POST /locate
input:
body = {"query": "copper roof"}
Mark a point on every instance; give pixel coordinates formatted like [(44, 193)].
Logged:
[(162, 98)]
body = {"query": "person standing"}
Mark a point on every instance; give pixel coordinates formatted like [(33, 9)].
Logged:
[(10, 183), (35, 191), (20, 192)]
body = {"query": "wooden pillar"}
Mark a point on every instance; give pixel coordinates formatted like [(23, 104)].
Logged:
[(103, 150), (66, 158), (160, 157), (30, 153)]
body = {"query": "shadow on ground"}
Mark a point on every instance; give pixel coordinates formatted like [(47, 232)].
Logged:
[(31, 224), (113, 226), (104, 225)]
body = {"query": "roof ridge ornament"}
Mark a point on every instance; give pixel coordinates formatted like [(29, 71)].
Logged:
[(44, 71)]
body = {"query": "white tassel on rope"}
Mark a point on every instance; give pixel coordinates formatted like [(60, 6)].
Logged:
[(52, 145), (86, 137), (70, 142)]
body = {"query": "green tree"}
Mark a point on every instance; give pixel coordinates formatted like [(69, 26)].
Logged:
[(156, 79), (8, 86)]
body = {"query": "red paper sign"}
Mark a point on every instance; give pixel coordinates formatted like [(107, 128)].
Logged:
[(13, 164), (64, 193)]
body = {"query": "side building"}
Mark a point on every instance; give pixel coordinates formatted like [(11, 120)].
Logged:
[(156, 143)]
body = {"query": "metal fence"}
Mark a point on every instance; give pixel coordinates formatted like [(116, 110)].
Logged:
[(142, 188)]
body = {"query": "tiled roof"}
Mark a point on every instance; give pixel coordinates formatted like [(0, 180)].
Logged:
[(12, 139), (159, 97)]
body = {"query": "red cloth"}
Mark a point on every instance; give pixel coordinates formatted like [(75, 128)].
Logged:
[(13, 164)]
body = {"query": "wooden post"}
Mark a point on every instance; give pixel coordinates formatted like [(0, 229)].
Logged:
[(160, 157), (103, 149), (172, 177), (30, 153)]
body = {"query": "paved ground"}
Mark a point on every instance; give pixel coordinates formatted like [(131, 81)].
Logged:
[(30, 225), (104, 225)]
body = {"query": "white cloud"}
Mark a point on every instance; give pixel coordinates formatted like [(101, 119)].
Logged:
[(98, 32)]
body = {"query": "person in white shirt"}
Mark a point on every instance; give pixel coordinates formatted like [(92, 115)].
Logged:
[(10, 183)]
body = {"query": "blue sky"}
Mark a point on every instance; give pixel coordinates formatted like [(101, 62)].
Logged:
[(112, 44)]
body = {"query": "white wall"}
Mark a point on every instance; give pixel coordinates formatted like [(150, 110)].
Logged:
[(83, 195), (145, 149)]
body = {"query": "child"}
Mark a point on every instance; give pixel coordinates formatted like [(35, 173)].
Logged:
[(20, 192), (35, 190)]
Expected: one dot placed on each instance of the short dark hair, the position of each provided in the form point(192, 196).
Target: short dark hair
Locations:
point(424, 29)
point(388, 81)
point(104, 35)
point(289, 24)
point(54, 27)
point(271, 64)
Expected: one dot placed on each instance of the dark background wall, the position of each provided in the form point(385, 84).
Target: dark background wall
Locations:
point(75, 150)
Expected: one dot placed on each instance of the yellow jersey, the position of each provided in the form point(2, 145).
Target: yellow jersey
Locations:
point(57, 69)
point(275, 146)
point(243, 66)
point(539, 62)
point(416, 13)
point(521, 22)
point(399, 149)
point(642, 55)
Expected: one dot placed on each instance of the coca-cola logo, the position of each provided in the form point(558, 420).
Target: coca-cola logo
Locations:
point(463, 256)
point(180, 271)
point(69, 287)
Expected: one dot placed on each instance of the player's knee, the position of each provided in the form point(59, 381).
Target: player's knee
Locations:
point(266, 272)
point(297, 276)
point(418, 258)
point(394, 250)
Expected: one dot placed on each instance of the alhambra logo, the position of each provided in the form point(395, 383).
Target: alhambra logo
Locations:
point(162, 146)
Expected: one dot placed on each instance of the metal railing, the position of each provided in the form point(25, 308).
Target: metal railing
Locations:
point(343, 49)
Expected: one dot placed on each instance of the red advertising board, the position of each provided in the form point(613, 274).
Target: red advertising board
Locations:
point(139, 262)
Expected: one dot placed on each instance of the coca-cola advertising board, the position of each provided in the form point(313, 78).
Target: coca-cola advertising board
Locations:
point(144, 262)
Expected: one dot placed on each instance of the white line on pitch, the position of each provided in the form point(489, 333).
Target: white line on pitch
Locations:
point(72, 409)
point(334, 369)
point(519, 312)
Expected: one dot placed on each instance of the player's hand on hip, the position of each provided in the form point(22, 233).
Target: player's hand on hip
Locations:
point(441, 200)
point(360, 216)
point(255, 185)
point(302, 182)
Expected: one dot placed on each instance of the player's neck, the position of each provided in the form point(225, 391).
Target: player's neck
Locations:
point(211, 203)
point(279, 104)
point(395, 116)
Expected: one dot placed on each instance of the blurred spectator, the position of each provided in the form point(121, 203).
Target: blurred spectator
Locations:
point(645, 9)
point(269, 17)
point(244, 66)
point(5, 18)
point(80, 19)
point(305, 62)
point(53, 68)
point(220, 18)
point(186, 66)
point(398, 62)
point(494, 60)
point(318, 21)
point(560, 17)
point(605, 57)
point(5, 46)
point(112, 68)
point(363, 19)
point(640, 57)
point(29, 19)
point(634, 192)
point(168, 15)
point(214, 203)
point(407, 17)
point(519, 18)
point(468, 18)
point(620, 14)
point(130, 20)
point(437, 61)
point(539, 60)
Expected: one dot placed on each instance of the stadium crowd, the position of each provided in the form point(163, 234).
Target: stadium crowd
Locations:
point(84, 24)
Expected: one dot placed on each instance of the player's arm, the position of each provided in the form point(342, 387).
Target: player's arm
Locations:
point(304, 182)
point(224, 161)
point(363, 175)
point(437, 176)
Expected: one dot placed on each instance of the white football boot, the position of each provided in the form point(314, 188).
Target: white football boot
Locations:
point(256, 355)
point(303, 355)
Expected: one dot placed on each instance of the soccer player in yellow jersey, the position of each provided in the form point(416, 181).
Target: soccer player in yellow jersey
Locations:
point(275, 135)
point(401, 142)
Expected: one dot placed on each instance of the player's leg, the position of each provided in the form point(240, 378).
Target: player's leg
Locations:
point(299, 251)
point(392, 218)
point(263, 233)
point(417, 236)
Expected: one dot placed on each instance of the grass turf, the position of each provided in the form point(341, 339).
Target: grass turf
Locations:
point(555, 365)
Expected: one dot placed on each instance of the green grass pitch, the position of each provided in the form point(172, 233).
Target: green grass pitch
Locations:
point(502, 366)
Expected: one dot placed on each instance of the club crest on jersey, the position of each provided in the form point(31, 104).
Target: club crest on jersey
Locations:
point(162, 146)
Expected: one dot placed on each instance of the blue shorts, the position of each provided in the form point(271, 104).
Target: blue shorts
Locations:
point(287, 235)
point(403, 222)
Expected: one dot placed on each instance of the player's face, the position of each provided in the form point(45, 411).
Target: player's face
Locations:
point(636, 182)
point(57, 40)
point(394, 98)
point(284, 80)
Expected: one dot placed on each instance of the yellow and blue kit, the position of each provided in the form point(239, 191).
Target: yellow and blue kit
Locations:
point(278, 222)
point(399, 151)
+-------+
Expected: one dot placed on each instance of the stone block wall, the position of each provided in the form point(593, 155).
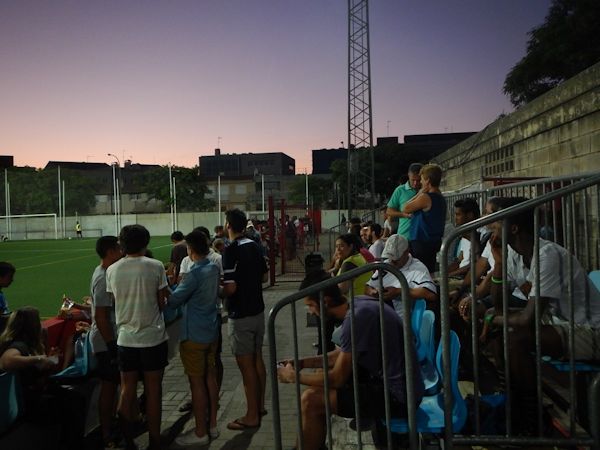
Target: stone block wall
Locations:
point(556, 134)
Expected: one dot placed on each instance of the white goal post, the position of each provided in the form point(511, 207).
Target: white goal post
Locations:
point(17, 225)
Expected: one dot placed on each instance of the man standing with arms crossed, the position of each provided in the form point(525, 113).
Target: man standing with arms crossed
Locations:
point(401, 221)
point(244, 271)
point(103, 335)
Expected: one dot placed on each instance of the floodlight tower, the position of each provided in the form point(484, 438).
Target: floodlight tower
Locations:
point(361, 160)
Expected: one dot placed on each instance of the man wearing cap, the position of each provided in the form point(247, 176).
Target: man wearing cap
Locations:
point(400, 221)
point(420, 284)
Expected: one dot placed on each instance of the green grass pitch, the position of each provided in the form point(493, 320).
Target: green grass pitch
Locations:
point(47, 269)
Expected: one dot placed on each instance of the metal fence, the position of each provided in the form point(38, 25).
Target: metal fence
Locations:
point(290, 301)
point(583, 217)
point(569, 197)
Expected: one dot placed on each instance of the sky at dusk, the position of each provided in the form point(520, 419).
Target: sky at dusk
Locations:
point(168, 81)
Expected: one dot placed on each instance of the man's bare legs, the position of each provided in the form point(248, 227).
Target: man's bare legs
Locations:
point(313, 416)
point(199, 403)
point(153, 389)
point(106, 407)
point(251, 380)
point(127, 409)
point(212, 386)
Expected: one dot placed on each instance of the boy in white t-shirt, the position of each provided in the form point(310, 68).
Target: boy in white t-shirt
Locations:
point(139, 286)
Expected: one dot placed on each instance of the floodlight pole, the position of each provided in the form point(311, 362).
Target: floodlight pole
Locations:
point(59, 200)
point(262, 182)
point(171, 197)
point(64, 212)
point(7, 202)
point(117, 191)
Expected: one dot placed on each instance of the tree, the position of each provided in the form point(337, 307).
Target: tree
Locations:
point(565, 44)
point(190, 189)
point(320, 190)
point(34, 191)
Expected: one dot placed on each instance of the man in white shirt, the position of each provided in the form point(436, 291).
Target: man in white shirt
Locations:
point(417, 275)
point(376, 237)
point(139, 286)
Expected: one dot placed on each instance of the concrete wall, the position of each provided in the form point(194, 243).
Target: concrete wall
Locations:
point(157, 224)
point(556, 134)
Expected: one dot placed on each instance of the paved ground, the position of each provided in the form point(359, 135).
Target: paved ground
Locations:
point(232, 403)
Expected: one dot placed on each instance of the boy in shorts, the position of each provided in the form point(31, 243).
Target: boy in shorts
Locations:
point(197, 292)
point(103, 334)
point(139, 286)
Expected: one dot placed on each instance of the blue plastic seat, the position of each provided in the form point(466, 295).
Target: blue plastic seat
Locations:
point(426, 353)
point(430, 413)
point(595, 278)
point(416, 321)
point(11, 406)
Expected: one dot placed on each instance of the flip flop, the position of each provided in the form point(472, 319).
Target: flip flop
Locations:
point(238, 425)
+-------+
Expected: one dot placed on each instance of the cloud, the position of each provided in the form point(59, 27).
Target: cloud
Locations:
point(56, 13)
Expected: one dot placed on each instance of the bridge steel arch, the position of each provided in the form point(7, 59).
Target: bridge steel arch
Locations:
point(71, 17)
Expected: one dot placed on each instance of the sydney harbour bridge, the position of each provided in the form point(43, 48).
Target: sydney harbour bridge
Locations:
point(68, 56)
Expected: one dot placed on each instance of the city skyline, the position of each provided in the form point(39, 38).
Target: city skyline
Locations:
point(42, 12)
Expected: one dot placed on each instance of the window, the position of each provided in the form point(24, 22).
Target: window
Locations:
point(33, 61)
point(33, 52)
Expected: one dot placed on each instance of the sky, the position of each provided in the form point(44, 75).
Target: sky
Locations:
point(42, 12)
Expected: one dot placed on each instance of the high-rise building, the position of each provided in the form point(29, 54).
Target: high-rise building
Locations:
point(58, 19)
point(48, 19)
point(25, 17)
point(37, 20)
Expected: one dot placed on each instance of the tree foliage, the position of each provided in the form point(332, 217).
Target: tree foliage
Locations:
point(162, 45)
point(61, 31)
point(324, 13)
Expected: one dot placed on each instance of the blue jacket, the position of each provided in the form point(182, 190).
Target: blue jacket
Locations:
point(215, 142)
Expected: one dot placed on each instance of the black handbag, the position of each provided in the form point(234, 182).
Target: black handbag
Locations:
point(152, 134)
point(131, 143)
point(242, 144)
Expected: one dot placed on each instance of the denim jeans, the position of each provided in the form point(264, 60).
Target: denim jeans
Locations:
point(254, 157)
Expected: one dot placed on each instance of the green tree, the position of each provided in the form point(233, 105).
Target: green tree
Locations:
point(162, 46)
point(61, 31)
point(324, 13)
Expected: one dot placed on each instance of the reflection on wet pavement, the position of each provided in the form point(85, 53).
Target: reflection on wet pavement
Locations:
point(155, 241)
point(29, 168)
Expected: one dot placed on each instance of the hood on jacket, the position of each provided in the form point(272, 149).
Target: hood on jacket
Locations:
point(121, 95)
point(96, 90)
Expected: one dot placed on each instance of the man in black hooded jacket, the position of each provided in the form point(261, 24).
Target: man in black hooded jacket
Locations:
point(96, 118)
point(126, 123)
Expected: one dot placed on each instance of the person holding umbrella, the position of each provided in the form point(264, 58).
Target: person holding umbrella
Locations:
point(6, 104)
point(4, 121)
+-------+
== YOUR OBJECTIVE ==
Rescale the rows from the line containing "Expected: one dot placed on each instance of the white football" through the line containing "point(555, 365)", both ends included, and write out every line again with the requests. Multiply each point coordinate in the answers by 0.8 and round to whole numbers, with halves rounded up, but leave the numbers in the requests and their format samples unchanged.

== CORRECT ANSWER ==
Expected: one dot placed on each instance of the white football boot, the position of each provided in the form point(314, 188).
Target: white football boot
Locations:
point(205, 284)
point(242, 284)
Expected: one dot placed on each instance of the soccer player in yellow jersey, the position of each provided in the form point(416, 181).
Target: soccer player in yellow jersey
Locations:
point(220, 108)
point(321, 114)
Expected: one dot placed on each instance of the player's leg, the position of each provided in the form point(240, 378).
Target: player's leg
Locations:
point(239, 201)
point(314, 174)
point(210, 186)
point(334, 189)
Expected: one dot placed on each instance of the grass turf, the position of each provided in the form point(341, 339).
Target: grass turf
Locations:
point(444, 292)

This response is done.